_Supplied text_

----------------

Basing his appeal on resentment will mean a big slog for Poilievre

Like the U.S., we have racism and rage here — but good luck finding enough Canadians that crazy to get you a majority in Parliament. .

 

I don’t believe I’m taking a substantial risk by assuming Pierre Poilievre is about to become Conservative party leader.

The party minimized that risk by throwing out the candidacy of Patrick Brown two months ago. Back then, the only real chance of beating Poilievre lay in a joint strategy between Brown — who’s been good at aggregating minority support — and Jean Charest, with a lock on Quebec votes. The party simply tossed Brown on the basis of allegations that weren’t stated with any specificity, much less proven. It was a stunning show of disdain for democracy or even a superficial pretence of fairness. Following that, former prime minister Stephen Harper screwed the lid tighter by endorsing Poilievre. Why leave democratic exercises to chance?

So, jumping to that conclusion, I want to ask about one obstacle that I think will make it a big slog for Poilievre to become PM.

He is the preeminent candidate of inchoate rage. He hailed the Ottawa convoy, which embodied that rage, and he embodies it himself. We saw that at the SNC-Lavalin hearings where he adopted the prosecutorial style familiar in U.S. politics: “Did you or did you not … Just answer the question … Yes or No?”

I think more than anything, that echoed the McCarthyite tone of the 1950s there (“Are you now or have you ever been a member of …”); it’s the famed “paranoid style” that’s always marked U.S. politics. It thrills his devotees and he seems addicted to it himself. The question is, Can you market it on a large enough basis up here to win power?

Let’s test that in a current case: U.S. President Joe Biden’s student loan forgiveness program. The main howl against it hasn’t been that it’s unjust or costly — it’s that it made fools of those who’d paid off their student debt, while bailing out, wrote Astra Taylor in the Times, “slacker baristas, over-educated Ivy League lawyers and impractical lesbian dance theory majors.” It made suckers of a big, fretting demographic. (Americans live in terror of looking like dummies. Even Barack Obama was obsessed with being surrounded by “really smart guys.”)

I don’t believe you can find this kind of mass “humiliation rage” anywhere else on the planet. In his book “Dying of Whiteness,” shrink Jonathan Metzl interviewed people willing to suffer ill health rather than extend Obamacare to those they considered inferior or unworthy. “To be honest I can’t even think about [improved health care] right now, I’m so concentrated on the illegals … no way I want my tax dollars paying for Mexicans or welfare queens.”

----------------

_Problems to work on_
(a) In the Poilievre column, rewrite the passage from "The party minimized" to "to become PM." and replace "Poilievre" with "the Conservative front-runner".
(b) According to the Poilievre column, which former prime minister endorsed Poilievre?
(c) Continue the column on Poilievre's appeal to resentment, starting after its final sentence.

----------------

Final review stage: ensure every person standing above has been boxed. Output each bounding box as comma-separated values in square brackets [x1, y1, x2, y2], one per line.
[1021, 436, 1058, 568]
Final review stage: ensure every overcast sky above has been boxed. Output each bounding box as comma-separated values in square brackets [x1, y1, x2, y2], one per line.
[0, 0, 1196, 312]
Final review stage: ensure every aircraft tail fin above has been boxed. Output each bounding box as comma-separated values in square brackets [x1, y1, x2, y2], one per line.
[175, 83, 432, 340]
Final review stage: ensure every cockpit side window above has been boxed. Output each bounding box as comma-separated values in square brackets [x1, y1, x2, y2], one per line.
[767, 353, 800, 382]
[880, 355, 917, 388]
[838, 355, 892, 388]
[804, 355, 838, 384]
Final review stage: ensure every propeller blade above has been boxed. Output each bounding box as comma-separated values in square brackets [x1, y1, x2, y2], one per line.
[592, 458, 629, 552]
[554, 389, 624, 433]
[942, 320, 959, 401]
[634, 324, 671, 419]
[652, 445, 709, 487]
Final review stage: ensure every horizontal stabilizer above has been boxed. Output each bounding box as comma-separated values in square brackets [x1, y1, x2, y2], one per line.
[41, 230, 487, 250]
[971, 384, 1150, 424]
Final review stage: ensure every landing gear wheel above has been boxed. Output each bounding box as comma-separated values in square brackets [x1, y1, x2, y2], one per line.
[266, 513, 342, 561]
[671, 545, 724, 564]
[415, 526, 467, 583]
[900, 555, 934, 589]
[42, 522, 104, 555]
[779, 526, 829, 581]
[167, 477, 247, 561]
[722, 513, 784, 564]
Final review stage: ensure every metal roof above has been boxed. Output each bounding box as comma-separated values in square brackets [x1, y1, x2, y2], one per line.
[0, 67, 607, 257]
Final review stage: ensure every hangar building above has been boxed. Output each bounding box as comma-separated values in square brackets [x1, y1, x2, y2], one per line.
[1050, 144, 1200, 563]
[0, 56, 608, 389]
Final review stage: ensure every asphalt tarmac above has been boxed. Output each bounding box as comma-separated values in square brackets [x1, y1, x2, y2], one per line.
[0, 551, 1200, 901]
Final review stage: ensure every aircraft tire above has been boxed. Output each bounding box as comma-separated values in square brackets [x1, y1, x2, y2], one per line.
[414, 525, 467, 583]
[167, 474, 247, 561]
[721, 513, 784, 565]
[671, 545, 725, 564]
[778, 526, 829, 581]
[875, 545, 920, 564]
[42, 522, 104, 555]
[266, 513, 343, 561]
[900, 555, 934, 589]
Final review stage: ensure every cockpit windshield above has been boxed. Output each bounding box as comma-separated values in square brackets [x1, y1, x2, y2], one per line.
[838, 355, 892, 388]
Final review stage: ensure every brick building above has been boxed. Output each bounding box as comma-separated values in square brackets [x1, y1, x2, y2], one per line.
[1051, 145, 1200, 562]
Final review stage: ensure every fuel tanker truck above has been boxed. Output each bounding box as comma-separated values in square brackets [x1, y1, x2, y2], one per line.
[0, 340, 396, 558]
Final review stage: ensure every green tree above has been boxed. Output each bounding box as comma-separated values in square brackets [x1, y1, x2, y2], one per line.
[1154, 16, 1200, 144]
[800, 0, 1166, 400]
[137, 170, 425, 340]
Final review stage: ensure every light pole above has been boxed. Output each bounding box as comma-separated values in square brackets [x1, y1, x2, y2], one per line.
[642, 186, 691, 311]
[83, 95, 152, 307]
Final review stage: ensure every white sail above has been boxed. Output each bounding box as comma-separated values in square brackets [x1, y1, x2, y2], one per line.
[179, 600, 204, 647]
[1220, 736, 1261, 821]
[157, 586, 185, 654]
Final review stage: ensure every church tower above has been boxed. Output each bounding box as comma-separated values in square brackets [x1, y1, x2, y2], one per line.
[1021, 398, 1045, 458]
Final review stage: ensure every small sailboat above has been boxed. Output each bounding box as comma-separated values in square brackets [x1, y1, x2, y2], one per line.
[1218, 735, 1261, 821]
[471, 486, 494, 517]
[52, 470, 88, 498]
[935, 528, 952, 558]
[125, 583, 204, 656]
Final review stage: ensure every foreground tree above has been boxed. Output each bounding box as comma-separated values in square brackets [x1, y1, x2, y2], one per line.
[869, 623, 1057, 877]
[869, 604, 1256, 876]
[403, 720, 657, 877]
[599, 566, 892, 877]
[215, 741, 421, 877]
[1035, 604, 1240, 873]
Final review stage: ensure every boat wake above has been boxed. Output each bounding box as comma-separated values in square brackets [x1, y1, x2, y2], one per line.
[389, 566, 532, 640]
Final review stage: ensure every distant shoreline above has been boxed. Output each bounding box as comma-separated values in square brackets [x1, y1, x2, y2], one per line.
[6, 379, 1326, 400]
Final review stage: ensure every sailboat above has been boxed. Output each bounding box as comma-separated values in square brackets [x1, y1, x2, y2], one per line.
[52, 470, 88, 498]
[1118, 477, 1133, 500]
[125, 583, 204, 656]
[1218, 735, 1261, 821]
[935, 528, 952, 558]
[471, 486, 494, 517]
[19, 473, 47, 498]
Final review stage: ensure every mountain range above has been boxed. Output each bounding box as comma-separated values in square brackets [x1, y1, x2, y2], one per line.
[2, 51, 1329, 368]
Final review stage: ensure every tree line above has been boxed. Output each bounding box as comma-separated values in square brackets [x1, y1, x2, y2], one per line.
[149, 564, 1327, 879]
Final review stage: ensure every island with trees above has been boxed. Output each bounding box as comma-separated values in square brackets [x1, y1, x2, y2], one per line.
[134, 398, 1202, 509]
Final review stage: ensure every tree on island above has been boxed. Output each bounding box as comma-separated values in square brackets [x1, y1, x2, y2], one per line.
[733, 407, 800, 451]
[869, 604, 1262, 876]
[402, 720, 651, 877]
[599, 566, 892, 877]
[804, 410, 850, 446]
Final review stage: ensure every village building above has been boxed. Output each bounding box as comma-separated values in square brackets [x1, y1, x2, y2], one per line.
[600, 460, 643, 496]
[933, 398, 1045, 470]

----------------

_Expected outputs_
(a)
The party minimized that risk by throwing out the candidacy of Patrick Brown two months ago. Back then, the only real chance of beating the Conservative front-runner lay in a joint strategy between Brown — who’s been good at aggregating minority support — and Jean Charest, with a lock on Quebec votes. The party simply tossed Brown on the basis of allegations that weren’t stated with any specificity, much less proven. It was a stunning show of disdain for democracy or even a superficial pretence of fairness. Following that, former prime minister Stephen Harper screwed the lid tighter by endorsing the Conservative front-runner. Why leave democratic exercises to chance?

So, jumping to that conclusion, I want to ask about one obstacle that I think will make it a big slog for the Conservative front-runner to become PM.

(b) Stephen Harper

(c)
Metzl says Americans are ready to surrender their health, even survival, for the sake of fragile psychic dividends largely based on race. This is both crazy and rational, depending on the metric you use. Sure, we have racism and rage here — but good luck finding enough Canadians that crazy to get you a majority in Parliament. It takes a historically embedded mass societal insanity, which we may lack. At a time, for instance, when Canadians are, at least on some level, thinking about reconciliation with Indigenous Peoples, the U.S. remains oblivious.

Suppose for the moment that’s true. Does Poilievre have anywhere else to go to build his vote? Not that we’ve seen so far. When his light first shone in those SNC-Lavalin days, he impressed with his fierceness and swagger. But, er, that was it. He appears not to have another gear. He’s been in Parliament since he was 25, and otherwise gone nowhere, done nothing.

When he’s tried something beyond inchoate rage, it’s been a tad embarrassing. On cost of living, for example, he yoked himself to crypto, presumably because it was beyond the reach of the dread “gatekeepers,” whoever they are, and incarnated individual economic “freedom.” Almost instantly, crypto nosedived. He’s seemed pretty quiet on it since.

Bilious resentment it is, then, at least for now. If he has another pitch in his repertoire, like almost every successful starter, we shall see.

 

This column originally appeared in the Toronto Star.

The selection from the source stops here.